TASKS:
[1] Translate this sentence from the op-ed on investing in buildings into Spanish: "Buildings are the single largest energy consumer with approximately 40% of EU energy consumption."
[2] From the op-ed on investing in buildings, return word for word the passage that begins at the words "Buildings are where" and ends after the words "energy, usually electricity).".
[3] According to the op-ed on investing in buildings, what share of their time do people spend in buildings?

PAGE EXCERPT:
----------------------------------------
We must invest today in the buildings of tomorrow

by Bertrand Deprez, EU-ASE Board Vice-chair & Mohammed Chahim, Member of the European Parliament

This op-ed was published on Euractiv


In the COVID-19 aftermath, making our buildings energy efficient is key to reconcile Europe’s climate objectives with rapid economic recovery. To get this done we need an ambitious policy roadmap at EU level.

The European Union is facing a great challenge: how to quickly re-build Europe’s economy in the context of Covid-19 while ensuring to keep itself on the path to become climate neutral by 2050.

Against this background, investing in decarbonising buildings is key to reconcile climate objectives and economic recovery, in a virtuous way. Indeed, the renovation wave is one of the key pillars of the European Green Deal, which should be at the core of the post-COVID-19 recovery plan.

The reasons beyond this are easy to grasp. Buildings are the single largest energy consumer with approximately 40% of EU energy consumption. This value is estimated to go up to 50% if the construction industry and its upstream value chain are included.

Moreover, as urbanisation increases sharply, up to 68% by 2050 versus 55% today, with a multiplication by 2 of existing building stock globally, in Europe, the volume of floor additions could top 20 billion square meters by 2050.

The building sector represents today 7-10% of the workforce in OECD, a major source of employment, hence economic growth and social welfare, with SMEs contributing to more than 70% of the value-added in EU’s building sector. This represents about 18 million direct jobs.

Buildings are where people live and work, and where people spend 95% of their time. Enabling the transition towards buildings of the future could enable new ways to manage energy through local energy communities and ‘prosumers’ (consumers who both consume and produce energy, usually electricity).
----------------------------------------
Data items
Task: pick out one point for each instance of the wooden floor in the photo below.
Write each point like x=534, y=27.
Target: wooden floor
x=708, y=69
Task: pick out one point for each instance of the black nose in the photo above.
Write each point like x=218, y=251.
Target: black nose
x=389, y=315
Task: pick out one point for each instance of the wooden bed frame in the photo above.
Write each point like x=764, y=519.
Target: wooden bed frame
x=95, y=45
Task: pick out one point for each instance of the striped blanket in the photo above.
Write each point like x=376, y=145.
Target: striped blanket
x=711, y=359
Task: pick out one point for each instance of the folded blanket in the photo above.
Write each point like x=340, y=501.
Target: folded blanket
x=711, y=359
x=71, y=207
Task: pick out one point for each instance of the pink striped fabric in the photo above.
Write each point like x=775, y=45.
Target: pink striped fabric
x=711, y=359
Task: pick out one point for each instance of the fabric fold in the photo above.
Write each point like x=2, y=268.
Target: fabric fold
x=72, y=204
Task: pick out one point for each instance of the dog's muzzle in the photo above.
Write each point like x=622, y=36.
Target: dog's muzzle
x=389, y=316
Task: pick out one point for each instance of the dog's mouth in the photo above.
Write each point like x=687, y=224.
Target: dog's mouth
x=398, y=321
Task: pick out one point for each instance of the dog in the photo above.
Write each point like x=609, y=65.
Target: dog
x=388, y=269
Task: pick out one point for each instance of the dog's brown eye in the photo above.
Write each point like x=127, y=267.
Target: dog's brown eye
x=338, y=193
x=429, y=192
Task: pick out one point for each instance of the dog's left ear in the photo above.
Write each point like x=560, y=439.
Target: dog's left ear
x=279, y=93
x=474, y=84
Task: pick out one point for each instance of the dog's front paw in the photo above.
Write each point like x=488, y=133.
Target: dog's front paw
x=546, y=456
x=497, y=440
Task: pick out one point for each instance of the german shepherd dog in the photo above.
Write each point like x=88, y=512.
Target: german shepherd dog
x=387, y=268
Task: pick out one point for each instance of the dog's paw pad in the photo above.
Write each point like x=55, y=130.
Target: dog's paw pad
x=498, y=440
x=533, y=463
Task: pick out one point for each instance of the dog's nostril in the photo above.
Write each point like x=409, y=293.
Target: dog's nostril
----------------------------------------
ANSWERS FOR THIS EXERCISE:
[1] Los edificios son el mayor consumidor individual de energía, con aproximadamente el 40 % del consumo energético de la UE.

[2]
Buildings are where people live and work, and where people spend 95% of their time. Enabling the transition towards buildings of the future could enable new ways to manage energy through local energy communities and ‘prosumers’ (consumers who both consume and produce energy, usually electricity).

[3] People spend 95% of their time in buildings.